[Data extracted from a collection]
>> BEGIN

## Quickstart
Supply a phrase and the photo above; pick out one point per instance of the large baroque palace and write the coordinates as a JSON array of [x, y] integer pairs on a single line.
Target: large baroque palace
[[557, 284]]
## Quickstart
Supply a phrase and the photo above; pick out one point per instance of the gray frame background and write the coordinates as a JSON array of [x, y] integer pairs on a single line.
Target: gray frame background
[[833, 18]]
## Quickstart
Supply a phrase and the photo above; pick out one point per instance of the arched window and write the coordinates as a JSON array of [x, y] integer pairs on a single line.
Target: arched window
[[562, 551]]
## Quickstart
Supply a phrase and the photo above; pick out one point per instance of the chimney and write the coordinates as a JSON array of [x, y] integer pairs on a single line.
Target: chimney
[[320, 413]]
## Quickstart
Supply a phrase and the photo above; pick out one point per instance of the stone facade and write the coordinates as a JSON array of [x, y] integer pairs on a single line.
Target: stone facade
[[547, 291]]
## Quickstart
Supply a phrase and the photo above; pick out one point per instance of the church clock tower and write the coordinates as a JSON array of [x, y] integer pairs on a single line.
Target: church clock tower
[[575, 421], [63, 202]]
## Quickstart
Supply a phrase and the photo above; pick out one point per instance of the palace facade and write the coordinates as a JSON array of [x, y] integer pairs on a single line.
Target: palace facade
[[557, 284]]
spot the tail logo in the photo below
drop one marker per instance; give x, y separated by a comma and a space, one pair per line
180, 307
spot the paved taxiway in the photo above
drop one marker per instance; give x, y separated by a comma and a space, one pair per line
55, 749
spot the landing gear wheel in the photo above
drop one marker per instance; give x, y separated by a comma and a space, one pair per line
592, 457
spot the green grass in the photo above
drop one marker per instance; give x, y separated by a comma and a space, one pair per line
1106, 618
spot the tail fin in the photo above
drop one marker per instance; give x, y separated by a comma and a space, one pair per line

>> END

• _DIRECTION_
Can you write out the records from the start through the line containing "[[320, 413]]", both ends included and requests kept, scaling every coordinate in the answers by 1.1 and rounding each to a whole number with halves going up?

• _EXERCISE RESPONSE_
## Quickstart
Supply a phrase and the photo above; pick out one point per instance of the large baroque palace and write the coordinates as a JSON array of [x, y] integer pairs on a single line.
Target: large baroque palace
[[613, 312]]
## Quickstart
Supply a phrase and the photo above; pick out one point per instance of the gray frame background and write the coordinates as a JSON array of [x, y] integer pairs on a single line.
Target: gray frame background
[[916, 20]]
## Quickstart
Supply a phrase and the photo above; pick out one point per instance of the arched window and write the coordinates as a JSON array of [x, y] integer pairs on a single line.
Target: arched window
[[618, 606]]
## Quickstart
Supply a phrase and the photo above; pick out one point per instance of the chimney and write the coordinates as a JSON array of [x, y] integer pairs on a single line.
Target: chimney
[[352, 454]]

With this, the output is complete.